The request
Return the exact lines spanning from the line with "In this exercise you will tag the tree" through the last line of the entries, boundaries included, and no others.

Information supplied
▬▬▬▬▬▬▬▬▬▬

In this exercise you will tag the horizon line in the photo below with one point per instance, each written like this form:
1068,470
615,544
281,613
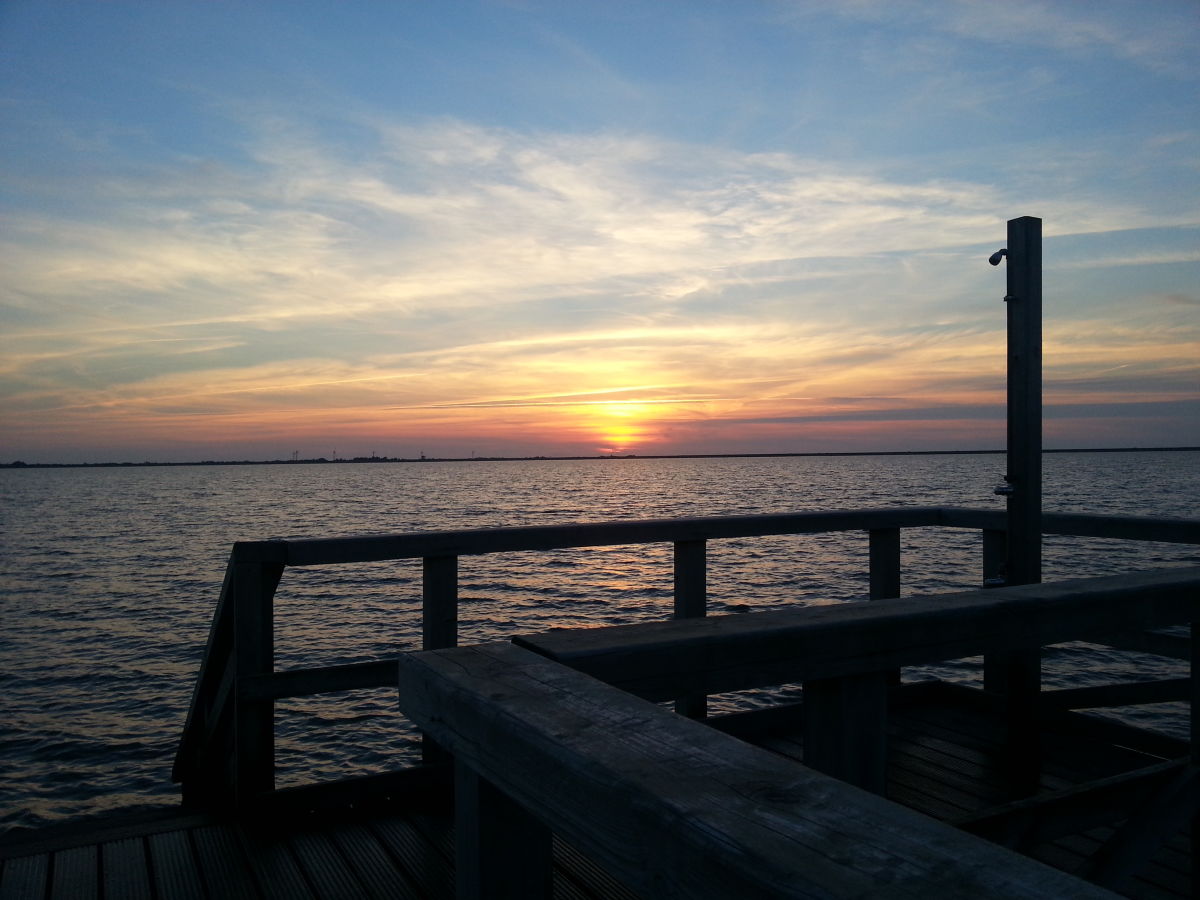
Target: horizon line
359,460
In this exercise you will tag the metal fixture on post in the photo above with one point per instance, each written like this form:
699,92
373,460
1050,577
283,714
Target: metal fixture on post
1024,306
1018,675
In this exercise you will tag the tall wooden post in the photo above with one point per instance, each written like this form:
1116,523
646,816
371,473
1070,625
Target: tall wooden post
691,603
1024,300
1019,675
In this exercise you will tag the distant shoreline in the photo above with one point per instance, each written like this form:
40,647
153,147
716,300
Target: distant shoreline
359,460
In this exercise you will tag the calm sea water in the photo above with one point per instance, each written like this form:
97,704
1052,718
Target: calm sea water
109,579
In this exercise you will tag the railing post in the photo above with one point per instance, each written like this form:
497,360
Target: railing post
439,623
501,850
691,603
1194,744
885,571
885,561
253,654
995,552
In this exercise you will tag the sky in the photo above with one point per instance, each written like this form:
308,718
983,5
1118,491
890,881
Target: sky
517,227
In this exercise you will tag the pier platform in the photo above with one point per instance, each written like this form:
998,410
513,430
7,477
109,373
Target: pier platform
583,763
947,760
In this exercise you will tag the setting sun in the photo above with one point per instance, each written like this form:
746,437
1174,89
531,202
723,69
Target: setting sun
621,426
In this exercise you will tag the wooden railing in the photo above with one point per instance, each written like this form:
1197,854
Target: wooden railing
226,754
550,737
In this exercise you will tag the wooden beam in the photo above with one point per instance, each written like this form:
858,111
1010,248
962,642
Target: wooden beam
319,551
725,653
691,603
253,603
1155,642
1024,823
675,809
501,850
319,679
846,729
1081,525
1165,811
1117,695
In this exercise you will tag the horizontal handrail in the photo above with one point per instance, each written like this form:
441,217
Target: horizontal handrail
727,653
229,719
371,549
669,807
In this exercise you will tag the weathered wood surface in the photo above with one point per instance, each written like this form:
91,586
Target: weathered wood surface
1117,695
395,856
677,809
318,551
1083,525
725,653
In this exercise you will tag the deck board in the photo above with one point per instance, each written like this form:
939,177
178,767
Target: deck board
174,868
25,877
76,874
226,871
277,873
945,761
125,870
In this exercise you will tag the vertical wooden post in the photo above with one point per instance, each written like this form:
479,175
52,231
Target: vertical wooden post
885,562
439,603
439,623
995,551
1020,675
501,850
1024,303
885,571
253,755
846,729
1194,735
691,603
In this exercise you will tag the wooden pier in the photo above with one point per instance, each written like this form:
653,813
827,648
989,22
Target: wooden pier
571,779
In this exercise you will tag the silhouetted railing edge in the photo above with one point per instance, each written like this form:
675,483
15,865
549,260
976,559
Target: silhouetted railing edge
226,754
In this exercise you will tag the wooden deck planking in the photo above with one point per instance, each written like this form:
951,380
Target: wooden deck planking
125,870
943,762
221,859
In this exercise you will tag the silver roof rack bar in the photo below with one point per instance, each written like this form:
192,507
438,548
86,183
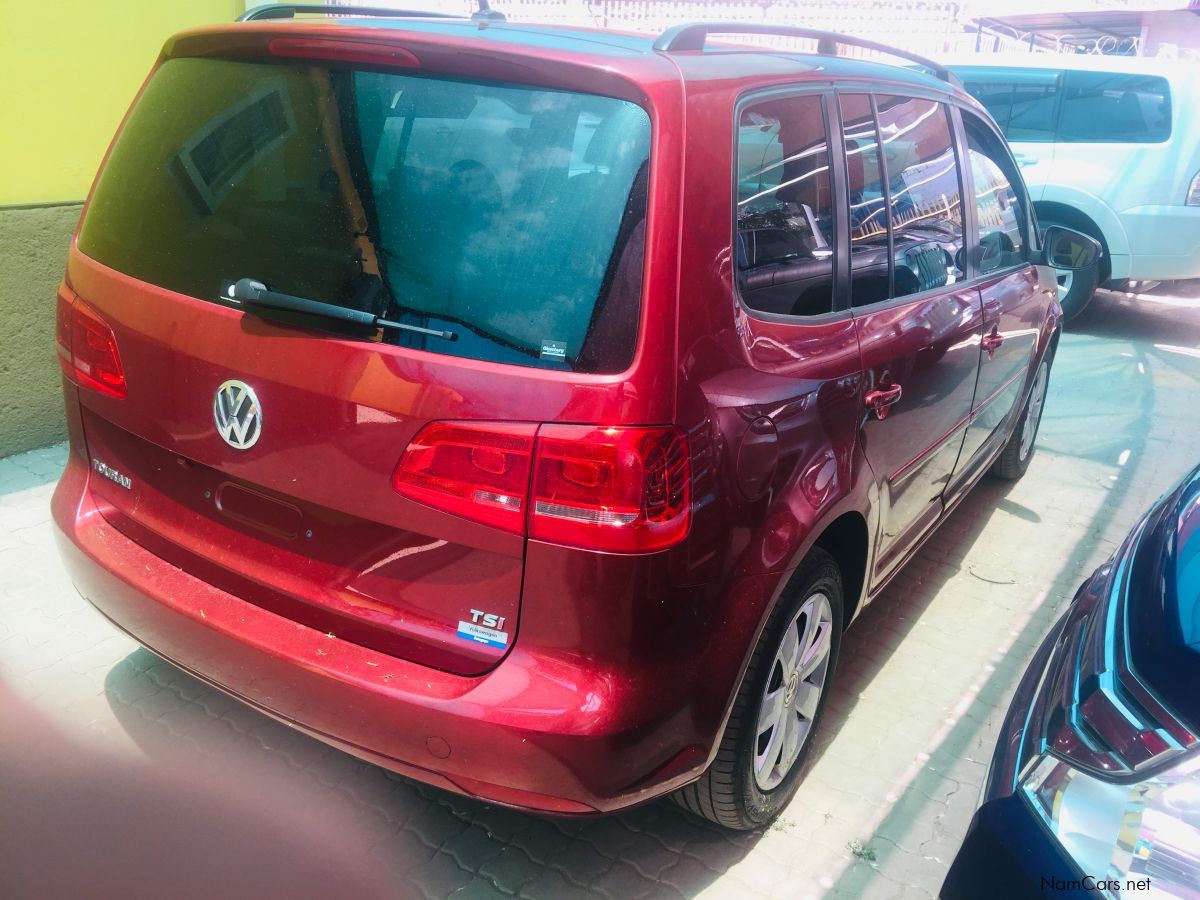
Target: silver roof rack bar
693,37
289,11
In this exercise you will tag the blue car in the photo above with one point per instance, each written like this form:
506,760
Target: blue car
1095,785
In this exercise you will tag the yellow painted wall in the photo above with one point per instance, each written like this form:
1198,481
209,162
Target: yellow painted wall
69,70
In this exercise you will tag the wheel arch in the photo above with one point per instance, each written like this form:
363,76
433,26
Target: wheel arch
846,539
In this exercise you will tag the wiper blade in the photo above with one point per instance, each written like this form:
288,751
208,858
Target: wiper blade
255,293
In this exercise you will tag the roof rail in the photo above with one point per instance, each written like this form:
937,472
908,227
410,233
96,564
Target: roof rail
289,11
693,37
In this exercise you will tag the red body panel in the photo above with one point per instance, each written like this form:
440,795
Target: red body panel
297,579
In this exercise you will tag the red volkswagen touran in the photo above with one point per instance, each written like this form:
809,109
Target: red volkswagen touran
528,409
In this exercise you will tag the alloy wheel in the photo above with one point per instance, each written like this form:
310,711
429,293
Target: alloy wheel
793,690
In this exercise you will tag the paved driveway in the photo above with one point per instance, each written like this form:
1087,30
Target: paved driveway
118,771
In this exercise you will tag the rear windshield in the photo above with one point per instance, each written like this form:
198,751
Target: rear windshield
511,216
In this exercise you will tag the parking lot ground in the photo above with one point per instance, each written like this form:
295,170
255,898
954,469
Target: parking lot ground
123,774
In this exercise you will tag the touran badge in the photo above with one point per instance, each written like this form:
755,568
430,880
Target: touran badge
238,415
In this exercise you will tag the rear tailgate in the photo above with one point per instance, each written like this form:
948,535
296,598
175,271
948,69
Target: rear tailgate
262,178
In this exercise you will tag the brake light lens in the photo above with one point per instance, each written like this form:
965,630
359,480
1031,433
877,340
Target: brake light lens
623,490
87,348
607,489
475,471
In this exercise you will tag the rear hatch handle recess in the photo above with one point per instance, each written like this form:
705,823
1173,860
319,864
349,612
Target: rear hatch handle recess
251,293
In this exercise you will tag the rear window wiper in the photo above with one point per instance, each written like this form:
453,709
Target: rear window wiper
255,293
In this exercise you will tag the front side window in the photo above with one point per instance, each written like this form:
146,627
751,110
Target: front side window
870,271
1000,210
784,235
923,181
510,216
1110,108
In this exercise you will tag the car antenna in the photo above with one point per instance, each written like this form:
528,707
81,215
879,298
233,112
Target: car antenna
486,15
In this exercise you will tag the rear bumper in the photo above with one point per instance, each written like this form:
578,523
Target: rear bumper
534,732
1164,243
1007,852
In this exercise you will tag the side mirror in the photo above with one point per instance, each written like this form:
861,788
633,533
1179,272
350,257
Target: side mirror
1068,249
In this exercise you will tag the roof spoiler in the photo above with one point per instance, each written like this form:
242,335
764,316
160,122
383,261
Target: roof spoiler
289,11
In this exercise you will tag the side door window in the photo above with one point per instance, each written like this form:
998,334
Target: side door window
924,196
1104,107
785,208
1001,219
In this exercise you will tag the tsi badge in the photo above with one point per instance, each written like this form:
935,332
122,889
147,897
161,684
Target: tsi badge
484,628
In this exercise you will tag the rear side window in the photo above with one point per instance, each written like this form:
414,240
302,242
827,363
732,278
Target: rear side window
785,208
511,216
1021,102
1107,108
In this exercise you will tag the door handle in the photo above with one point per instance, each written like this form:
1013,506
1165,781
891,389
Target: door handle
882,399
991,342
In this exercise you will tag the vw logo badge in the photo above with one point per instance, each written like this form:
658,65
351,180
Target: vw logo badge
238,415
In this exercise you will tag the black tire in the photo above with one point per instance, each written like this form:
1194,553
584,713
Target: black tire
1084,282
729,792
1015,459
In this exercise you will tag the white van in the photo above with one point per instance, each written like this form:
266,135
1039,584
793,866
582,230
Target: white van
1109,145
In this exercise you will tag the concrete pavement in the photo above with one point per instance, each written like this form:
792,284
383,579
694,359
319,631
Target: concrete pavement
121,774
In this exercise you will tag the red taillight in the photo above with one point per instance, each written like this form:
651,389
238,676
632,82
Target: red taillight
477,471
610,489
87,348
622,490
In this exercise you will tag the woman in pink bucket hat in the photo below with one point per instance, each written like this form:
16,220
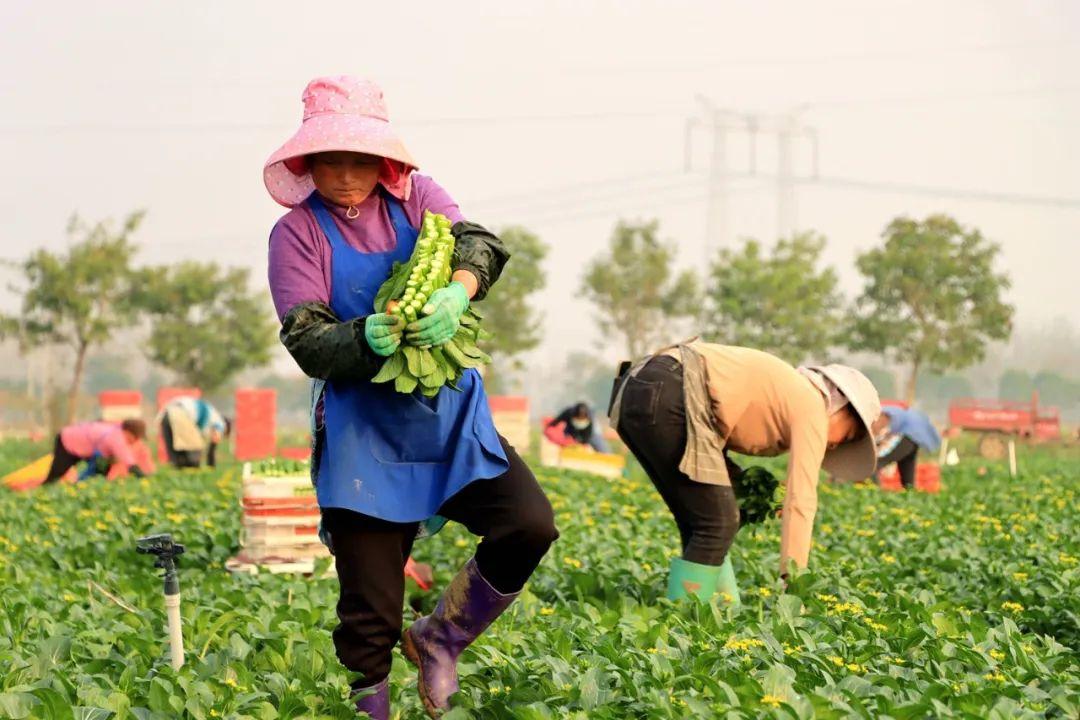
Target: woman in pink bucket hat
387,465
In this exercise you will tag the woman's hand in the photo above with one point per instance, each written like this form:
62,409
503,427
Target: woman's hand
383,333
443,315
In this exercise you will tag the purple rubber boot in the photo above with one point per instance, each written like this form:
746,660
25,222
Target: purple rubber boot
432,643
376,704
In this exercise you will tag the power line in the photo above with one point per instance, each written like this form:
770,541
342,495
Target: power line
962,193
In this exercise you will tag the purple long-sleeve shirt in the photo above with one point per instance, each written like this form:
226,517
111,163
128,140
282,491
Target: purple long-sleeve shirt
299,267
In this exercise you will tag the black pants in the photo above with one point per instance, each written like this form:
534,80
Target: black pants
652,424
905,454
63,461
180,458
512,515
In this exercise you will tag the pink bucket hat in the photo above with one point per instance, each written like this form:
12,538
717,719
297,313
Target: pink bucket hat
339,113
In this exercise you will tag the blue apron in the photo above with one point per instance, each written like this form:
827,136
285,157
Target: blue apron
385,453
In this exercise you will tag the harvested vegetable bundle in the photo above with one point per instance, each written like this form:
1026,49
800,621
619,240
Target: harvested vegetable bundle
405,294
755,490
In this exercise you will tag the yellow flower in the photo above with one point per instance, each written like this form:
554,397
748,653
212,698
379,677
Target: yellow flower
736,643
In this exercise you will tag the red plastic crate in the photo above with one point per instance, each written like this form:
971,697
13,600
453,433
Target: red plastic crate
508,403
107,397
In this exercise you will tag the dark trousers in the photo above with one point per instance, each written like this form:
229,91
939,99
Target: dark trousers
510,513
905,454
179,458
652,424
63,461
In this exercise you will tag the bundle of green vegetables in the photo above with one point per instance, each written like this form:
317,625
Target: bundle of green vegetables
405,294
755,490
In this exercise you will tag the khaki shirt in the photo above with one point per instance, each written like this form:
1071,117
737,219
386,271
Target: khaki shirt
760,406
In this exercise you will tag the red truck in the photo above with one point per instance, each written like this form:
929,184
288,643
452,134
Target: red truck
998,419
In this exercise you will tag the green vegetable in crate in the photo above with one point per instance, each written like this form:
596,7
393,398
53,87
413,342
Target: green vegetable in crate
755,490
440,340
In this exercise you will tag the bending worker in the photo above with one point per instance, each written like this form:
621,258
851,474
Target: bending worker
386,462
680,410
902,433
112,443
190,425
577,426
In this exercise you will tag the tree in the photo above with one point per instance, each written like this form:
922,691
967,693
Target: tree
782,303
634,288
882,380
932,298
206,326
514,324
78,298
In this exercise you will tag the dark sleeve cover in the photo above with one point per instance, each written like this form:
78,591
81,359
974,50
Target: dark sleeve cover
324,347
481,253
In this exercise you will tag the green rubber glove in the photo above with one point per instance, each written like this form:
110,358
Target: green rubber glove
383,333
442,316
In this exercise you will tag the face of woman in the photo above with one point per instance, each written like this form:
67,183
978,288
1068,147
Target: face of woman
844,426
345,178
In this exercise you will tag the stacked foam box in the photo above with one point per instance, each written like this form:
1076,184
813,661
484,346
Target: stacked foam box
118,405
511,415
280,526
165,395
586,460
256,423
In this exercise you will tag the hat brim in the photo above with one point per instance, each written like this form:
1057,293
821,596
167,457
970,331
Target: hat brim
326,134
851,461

▬▬▬▬▬▬▬▬▬▬

Completed exercise
In this exercise you will tag the tree in the photo above with one point per instance, each written like this form:
922,691
967,693
Target: tree
782,303
634,288
882,380
932,298
206,326
514,324
78,298
In this exercise you will tag the dark sleeve cover in the photo above with one point per instance, each written like this form:
78,591
81,359
974,50
Target: dark sleeve cover
324,347
481,253
In this exercise you will tag the green rubber glove in the photo above with one point per instance, each written like this form:
110,358
Target: green rubber glove
383,333
442,316
In this exercise you will tag the face of woman in the photo above with one point per instance, each written like this form:
67,183
978,288
1068,147
Target: face of woman
844,426
345,178
In this exercise you will tag the stacked foam box in the photo above with one point per instance, each written like this form:
1076,184
813,661
484,346
Target: stacked foam box
118,405
511,415
280,526
165,395
586,460
256,423
In this exercise you will tag the hat brim in the photo above with one point per instance, each written like this form:
1057,293
821,596
167,457
970,331
Target: hat brim
326,134
851,461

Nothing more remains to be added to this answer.